((

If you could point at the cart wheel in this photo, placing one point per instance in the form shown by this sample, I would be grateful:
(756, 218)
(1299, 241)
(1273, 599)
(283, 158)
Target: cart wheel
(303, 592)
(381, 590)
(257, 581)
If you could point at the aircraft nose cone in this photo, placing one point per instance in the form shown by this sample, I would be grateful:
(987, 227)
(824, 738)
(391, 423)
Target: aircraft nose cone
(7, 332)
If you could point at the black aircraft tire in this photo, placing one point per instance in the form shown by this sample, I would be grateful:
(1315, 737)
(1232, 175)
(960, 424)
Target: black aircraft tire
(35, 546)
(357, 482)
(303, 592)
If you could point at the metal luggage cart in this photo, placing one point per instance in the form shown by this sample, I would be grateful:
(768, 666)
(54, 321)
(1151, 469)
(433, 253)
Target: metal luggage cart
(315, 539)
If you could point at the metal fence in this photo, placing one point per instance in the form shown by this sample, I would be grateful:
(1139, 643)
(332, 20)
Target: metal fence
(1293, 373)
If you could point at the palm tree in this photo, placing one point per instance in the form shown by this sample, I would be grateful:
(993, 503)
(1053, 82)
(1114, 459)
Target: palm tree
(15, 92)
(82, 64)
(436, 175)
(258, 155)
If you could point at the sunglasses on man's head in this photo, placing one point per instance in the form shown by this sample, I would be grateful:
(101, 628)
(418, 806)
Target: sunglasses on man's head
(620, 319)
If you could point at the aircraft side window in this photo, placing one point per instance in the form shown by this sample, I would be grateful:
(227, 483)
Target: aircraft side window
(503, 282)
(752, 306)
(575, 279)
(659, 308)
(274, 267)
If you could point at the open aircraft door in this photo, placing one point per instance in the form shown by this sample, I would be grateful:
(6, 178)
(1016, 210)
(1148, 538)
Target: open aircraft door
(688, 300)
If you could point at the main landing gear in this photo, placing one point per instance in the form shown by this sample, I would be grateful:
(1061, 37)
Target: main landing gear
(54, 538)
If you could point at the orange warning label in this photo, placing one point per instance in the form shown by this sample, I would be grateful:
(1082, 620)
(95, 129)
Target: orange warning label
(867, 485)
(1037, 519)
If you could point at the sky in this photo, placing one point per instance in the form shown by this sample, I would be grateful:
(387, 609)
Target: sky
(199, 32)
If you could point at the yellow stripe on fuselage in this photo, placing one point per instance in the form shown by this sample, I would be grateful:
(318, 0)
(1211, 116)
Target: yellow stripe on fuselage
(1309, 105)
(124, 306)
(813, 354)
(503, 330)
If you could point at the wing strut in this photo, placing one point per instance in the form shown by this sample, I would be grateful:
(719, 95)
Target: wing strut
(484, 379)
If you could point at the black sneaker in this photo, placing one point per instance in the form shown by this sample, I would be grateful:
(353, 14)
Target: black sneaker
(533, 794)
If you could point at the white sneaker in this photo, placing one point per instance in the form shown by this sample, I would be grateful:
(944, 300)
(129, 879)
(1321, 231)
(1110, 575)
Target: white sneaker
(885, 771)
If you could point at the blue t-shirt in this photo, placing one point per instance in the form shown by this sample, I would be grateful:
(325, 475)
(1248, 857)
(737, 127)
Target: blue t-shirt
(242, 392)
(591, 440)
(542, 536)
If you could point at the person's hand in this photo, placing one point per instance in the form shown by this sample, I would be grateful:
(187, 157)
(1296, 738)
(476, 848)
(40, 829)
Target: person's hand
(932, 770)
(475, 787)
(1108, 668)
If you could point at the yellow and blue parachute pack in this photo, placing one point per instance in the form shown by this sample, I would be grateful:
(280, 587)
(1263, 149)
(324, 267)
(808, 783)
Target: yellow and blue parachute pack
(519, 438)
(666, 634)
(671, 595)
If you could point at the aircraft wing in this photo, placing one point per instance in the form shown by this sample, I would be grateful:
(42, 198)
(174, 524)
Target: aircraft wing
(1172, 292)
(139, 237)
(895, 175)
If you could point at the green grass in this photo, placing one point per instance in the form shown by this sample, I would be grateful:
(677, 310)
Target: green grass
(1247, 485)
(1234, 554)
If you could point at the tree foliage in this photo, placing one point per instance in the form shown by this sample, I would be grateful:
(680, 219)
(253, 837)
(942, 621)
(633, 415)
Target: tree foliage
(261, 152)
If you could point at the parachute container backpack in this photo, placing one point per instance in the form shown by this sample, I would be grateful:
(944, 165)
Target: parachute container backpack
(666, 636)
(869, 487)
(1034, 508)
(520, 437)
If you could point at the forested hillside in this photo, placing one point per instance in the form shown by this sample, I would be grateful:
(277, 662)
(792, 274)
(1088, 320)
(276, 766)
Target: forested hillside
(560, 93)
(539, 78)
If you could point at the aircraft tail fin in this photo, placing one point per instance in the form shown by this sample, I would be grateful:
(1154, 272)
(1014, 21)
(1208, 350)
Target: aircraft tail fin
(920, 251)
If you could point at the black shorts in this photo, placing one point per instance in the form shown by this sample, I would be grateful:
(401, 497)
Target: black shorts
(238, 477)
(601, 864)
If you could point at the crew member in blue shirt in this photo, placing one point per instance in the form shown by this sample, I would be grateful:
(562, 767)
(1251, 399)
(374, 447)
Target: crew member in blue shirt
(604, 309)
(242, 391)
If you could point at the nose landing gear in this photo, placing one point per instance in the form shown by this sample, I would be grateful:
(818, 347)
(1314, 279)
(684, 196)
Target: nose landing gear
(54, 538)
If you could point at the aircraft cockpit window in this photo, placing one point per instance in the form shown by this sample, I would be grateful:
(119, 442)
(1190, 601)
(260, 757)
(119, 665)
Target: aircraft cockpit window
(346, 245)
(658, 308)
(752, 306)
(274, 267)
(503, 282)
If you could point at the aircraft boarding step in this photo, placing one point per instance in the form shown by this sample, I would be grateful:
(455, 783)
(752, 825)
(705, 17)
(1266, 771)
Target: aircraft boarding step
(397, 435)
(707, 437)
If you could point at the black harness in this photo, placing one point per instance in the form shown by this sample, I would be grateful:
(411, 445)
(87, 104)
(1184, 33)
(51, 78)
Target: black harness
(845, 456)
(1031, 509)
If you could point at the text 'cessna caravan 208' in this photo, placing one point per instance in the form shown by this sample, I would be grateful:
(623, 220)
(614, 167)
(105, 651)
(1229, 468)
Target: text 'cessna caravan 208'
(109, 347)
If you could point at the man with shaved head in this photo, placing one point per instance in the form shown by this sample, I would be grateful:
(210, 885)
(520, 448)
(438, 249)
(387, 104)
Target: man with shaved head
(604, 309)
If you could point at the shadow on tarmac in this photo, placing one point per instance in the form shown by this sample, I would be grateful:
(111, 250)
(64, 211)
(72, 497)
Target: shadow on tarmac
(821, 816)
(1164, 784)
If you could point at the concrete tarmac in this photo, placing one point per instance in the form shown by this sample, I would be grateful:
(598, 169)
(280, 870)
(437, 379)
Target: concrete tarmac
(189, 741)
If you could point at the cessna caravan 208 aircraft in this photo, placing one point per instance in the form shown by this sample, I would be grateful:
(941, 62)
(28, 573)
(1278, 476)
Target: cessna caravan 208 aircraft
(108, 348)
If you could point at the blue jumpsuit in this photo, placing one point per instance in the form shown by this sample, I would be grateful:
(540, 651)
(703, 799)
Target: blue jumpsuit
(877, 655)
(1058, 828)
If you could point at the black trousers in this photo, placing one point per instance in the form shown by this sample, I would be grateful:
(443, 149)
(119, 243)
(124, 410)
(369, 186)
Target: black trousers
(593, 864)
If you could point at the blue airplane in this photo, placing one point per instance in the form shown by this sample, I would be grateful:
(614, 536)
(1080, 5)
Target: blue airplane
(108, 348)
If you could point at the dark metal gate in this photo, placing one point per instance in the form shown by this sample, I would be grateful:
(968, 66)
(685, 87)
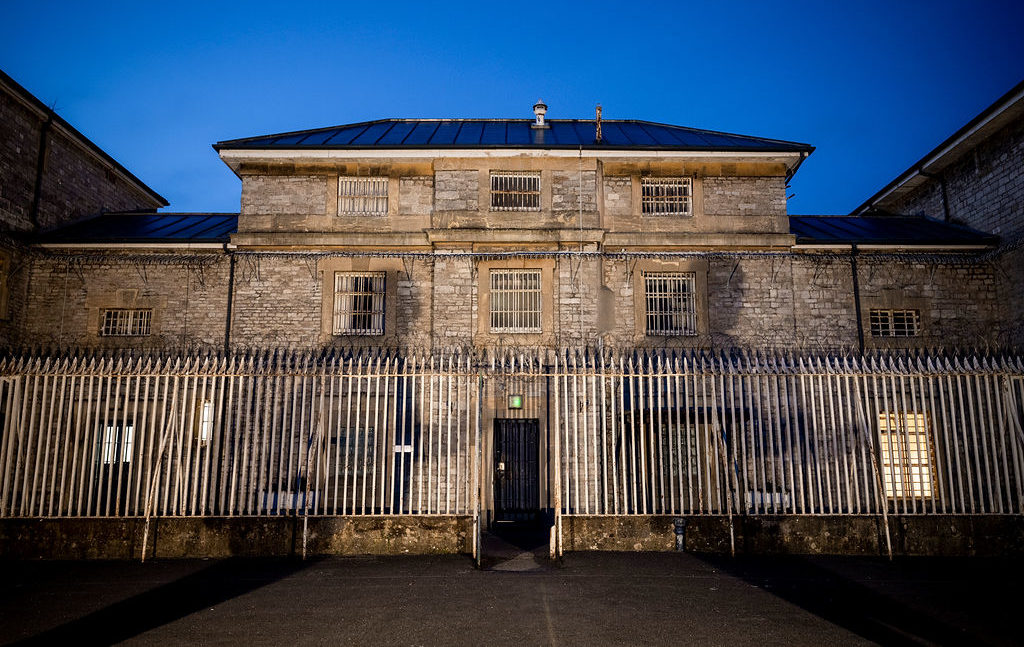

))

**Given request**
Reproduce the part of the records that opens with the line containing "If you could point at the person's" and closes with the line containing "(1108, 668)", keeping the requests intact. Offset each answer coordinate by adding 48 to both of its values, and leave the sample coordinates within the requests unchanged.

**Result**
If you could point at the person's hand in this photo, placing one point per instance in the form shown by this sample, I would be grateful:
(187, 157)
(1296, 738)
(476, 848)
(40, 829)
Target: person's hand
(980, 818)
(523, 835)
(1156, 716)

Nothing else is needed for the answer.